Prompt: Please reproduce word for word the part of the COVID-19 forum thread below that opens with the words containing "In tabular form" and closes with "supersede other sources.".
+++ Exercise passage +++
The original report in Italian: https://www.sanitainformazione.it/salut ... lo-veneto/
Posted: Tue Mar 17, 2020 11:35 am
Are any other countries doing this? <UK manufacturers to regear factories to build ventilators for NHS>
https://uk.finance.yahoo.com/news/uk-ma ... 09609.html
There are also plans to turn (soon empty anyway) hotels into hospitals. Also, all non-essential operations postponed for 3 months.
Posted: Tue Mar 17, 2020 11:55 am
What do you guys think about temperature and humidity?
It seems most cases are located within climates with lower temperatures: https://imgur.com/VjbZA0v
Summer in the northern hemisphere could help wipe it out.
https://papers.ssrn.com/sol3/papers.cfm ... id=3551767
Posted: Tue Mar 17, 2020 12:01 pm
A local comp sys grad has created a tracking site that does seem only Canada-focused at first, but he does provide global statistics as well in map and table form if you scroll about a third of the way down.
Posted: Tue Mar 17, 2020 12:10 pm
108 Indians have contracted the disease.
In tabular form https://www.mohfw.gov.in/
Posted: Tue Mar 17, 2020 12:41 pm
Thanks for the link, @theanimal. It would mean this disease behaves somewhat like polio if it were true. That being said, given this is in somewhat contradiction with other sources, I'm going to hold out until it's peer reviewed before I consider it to supersede other sources.
From a behavioral standpoint though, it's helpful to act as if everyone is an asymptomatic carrier and that you are also an asymptomatic carrier if you've been in public/exposed though. It really means one should practice extreme social distancing even if your friend etc isn't showing symptoms. And even if you catch an asymptomatic version, it's concerning because you wouldn't want to be a carrier and infect others.
Posted: Tue Mar 17, 2020 1:53 pm
thedollar wrote: ↑
Tue Mar 17, 2020 11:55 am
What do you guys think about temperature and humidity?
It might be an assist, but looking at the worldwide map of where cases are not stopping (Brazil, many countries in Africa), I don't think it will stop COVID-19 spread.
Posted: Tue Mar 17, 2020 1:59 pm
Augustus wrote: ↑
Tue Mar 17, 2020 10:58 am
Can we clarify what you mean by hospitalization. Will they die without it? That would make the mortality rate 20% when hospitals are overloaded, which seems much higher than what we're actually seeing. I'm not talking about seeing a Dr and getting medication, I mean actually needs to be in a hospital and will die without it.
+++ Extracted information +++
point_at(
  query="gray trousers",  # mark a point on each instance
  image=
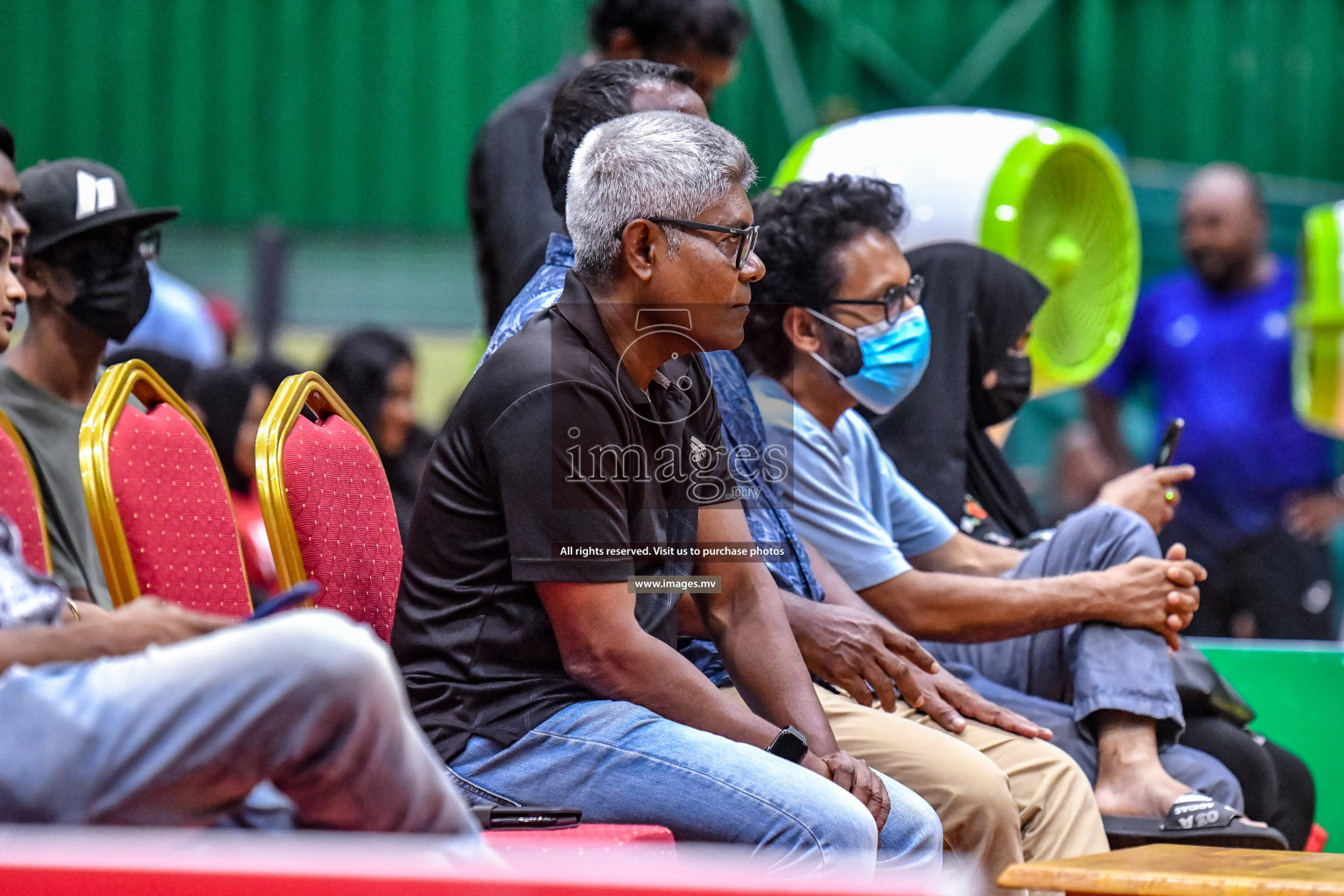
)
(1060, 677)
(182, 735)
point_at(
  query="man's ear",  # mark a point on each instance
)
(802, 329)
(641, 242)
(35, 276)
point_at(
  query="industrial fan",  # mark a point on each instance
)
(1319, 323)
(1048, 196)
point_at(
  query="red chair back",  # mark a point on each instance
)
(158, 499)
(20, 497)
(327, 502)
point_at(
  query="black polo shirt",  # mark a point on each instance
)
(550, 449)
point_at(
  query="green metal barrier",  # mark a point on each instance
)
(1298, 690)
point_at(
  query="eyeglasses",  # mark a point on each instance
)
(892, 301)
(746, 235)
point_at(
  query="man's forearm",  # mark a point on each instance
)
(967, 609)
(1103, 414)
(66, 644)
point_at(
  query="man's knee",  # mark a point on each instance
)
(840, 826)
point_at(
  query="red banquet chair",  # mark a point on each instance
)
(327, 502)
(20, 497)
(158, 499)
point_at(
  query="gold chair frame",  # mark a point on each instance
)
(118, 384)
(32, 480)
(295, 394)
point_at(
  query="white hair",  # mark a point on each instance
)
(648, 164)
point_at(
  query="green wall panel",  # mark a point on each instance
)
(360, 113)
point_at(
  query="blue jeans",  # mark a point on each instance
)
(1060, 677)
(622, 763)
(185, 734)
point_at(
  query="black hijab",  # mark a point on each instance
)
(222, 396)
(978, 305)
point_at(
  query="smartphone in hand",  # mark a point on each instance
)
(285, 599)
(1168, 446)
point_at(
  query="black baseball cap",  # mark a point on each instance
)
(73, 196)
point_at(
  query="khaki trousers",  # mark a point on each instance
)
(1002, 798)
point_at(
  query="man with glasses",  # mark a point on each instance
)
(1073, 634)
(577, 486)
(87, 277)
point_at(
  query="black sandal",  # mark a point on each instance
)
(1194, 820)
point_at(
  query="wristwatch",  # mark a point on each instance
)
(790, 745)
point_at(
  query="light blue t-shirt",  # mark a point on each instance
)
(845, 494)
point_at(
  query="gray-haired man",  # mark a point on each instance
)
(584, 453)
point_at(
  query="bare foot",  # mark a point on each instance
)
(1130, 780)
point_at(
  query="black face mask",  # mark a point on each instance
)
(990, 407)
(113, 300)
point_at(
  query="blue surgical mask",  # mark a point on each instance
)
(895, 355)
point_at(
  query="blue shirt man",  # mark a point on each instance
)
(178, 323)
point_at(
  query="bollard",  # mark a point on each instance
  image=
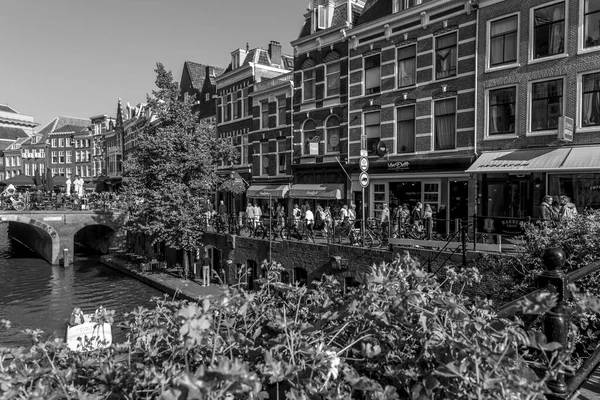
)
(66, 260)
(556, 321)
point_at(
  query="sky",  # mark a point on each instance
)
(78, 57)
+++
Answer for this exercise:
In tabular form https://www.mohfw.gov.in/
Posted: Tue Mar 17, 2020 12:41 pm
Thanks for the link, @theanimal. It would mean this disease behaves somewhat like polio if it were true. That being said, given this is in somewhat contradiction with other sources, I'm going to hold out until it's peer reviewed before I consider it to supersede other sources.